▶ **PASSAGE SHOWN**
___

Penalties for delaying workers’ comp payments
Employees should report an injury or illness to their employer within 30 days. Delaying to report may invalidate your claim. After you submit a claim, the insurance company will have 90 days from the date of injury to investigate.
If 90 days have passed and you have not received a delay letter, your claim may be accepted automatically. Depending on the circumstances, your workers’ compensation insurer may have to pay you a penalty for delaying your claim.
California’s Labor Code considers a payment late if it is not made within 14 days of the start of the payments and no other payments are made every two weeks after. The insurance company must then pay you an additional 10% of the amount they owe you.
If your workers’ compensation payments are unreasonably delayed or withheld, the insurer may face a higher extra penalty of up to 25%. To collect this additional 25%, you must notify the insurance company and claim a penalty. Otherwise, you may only be able to collect the overdue amount plus a 10% penalty.
To avoid fines, insurance companies may choose not to inform you when they are making late payments. Therefore, employees like you need to be aware of your rights when it comes to late workers’ compensation payments.
Understandably, fighting for your benefits can be stressful when you are struggling with a severe injury or illness. You may consider hiring an experienced workers’ compensation attorney rather than going through this situation alone.

___

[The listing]
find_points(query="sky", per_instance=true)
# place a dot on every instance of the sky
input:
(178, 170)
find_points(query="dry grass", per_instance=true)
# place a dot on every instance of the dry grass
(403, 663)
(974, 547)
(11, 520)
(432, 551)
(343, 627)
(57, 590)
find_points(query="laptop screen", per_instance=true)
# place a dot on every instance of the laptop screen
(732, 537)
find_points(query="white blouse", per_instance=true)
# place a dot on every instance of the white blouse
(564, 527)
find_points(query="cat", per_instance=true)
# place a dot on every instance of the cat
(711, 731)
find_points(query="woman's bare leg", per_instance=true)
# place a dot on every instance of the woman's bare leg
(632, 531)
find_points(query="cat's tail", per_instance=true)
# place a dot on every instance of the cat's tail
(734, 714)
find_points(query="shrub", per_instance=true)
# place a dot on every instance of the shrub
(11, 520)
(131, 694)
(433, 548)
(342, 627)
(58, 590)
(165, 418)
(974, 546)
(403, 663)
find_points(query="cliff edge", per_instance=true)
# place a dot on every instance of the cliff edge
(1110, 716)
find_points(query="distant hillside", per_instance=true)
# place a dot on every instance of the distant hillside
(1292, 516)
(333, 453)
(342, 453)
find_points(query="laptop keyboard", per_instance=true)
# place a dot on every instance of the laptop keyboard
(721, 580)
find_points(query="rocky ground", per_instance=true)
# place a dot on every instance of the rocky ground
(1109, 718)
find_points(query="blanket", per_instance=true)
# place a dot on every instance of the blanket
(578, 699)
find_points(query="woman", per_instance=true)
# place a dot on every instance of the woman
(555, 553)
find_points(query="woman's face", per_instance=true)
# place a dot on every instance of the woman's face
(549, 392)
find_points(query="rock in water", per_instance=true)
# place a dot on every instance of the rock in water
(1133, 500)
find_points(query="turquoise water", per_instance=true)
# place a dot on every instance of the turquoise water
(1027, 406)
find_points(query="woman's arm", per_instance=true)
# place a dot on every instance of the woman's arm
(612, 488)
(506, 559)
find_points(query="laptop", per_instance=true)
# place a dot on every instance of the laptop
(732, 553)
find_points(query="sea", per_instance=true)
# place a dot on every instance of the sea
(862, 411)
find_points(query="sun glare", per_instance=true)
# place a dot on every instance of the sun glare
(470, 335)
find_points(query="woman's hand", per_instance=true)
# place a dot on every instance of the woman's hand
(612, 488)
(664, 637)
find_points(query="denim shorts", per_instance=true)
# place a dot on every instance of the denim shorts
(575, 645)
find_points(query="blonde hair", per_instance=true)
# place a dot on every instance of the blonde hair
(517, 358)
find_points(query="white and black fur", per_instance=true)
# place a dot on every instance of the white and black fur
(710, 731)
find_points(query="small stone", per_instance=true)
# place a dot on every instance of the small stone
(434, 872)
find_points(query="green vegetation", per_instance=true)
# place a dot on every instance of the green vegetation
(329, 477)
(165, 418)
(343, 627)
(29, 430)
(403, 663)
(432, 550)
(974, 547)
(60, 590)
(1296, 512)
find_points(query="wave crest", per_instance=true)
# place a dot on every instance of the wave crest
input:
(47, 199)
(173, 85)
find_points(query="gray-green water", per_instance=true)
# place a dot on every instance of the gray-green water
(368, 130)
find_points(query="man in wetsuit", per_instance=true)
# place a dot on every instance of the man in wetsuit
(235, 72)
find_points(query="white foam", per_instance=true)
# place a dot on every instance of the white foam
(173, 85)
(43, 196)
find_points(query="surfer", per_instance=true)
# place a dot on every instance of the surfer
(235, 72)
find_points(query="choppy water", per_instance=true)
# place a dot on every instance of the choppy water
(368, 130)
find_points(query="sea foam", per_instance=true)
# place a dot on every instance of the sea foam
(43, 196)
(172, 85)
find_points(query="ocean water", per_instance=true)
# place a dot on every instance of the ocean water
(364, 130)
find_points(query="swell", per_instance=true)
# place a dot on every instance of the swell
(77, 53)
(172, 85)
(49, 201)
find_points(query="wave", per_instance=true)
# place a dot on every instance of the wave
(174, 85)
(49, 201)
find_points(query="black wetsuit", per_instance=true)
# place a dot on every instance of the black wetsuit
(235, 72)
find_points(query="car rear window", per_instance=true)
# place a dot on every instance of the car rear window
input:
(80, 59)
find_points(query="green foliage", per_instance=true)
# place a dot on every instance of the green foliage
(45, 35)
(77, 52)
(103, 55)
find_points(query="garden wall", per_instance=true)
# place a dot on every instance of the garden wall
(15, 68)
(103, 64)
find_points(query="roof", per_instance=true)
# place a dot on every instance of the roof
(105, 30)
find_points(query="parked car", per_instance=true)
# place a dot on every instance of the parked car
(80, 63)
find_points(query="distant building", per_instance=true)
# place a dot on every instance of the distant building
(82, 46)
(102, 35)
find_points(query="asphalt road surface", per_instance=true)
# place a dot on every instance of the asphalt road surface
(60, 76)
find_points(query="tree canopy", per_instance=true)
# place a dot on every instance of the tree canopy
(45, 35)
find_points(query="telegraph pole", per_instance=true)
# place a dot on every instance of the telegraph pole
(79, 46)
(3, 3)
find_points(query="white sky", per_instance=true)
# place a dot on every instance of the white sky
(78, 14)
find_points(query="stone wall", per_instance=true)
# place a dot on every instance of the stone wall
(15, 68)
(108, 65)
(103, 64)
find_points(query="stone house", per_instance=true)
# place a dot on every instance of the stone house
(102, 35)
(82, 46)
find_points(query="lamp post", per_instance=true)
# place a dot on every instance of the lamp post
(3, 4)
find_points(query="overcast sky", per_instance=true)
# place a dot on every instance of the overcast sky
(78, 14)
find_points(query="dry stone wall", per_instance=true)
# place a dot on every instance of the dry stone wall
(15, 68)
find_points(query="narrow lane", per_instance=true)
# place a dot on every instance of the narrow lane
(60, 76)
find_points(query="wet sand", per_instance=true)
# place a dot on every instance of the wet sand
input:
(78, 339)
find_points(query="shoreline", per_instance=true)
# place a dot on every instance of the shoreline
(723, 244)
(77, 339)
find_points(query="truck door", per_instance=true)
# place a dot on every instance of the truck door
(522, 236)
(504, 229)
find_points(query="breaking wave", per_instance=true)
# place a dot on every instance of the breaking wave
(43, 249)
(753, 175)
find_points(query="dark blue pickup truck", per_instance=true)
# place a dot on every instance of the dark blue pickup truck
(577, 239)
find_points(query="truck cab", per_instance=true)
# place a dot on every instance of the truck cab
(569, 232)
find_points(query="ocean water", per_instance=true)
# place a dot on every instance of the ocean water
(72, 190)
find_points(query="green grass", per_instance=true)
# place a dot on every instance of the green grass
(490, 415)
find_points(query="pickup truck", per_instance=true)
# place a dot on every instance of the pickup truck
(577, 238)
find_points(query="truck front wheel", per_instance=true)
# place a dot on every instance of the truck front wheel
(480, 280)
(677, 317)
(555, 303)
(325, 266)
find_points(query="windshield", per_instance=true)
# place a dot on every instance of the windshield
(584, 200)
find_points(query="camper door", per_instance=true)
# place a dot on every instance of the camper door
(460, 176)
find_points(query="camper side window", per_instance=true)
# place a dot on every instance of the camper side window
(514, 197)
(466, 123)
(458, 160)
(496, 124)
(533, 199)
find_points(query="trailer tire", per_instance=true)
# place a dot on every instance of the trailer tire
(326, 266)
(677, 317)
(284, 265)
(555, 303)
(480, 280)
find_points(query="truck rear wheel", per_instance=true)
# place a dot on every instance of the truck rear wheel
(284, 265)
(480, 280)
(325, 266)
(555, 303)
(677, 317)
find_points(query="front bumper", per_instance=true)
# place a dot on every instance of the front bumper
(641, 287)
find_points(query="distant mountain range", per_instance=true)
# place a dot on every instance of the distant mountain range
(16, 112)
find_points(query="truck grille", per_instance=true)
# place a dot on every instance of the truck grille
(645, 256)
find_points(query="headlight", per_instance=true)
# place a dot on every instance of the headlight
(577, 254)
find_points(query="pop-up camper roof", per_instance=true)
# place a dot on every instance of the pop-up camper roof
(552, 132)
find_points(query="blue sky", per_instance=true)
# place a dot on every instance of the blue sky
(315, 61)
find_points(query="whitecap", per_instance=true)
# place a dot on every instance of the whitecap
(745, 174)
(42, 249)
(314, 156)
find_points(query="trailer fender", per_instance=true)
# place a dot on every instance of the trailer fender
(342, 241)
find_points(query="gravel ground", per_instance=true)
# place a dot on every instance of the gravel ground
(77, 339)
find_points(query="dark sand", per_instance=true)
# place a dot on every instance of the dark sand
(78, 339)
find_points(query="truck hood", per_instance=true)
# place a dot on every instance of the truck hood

___

▶ **SET EXERCISE 1**
Reproduce the passage on workers' comp payment delays between "Penalties for delaying" and "delaying your claim.", inclusive.
▶ **SET EXERCISE 2**
Using the passage on workers' comp payment delays, answer the following:
(a) Within how many days should employees report an injury or illness to their employer?
(b) Under California's Labor Code, what additional percentage of the amount owed must the insurance company pay on a late payment?
(c) How high can the extra penalty be when payments are unreasonably delayed or withheld?

▶ **FINAL ANSWER 1**
Penalties for delaying workers’ comp payments
Employees should report an injury or illness to their employer within 30 days. Delaying to report may invalidate your claim. After you submit a claim, the insurance company will have 90 days from the date of injury to investigate.
If 90 days have passed and you have not received a delay letter, your claim may be accepted automatically. Depending on the circumstances, your workers’ compensation insurer may have to pay you a penalty for delaying your claim.

▶ **FINAL ANSWER 2**
(a) Within 30 days.
(b) An additional 10%.
(c) Up to 25%.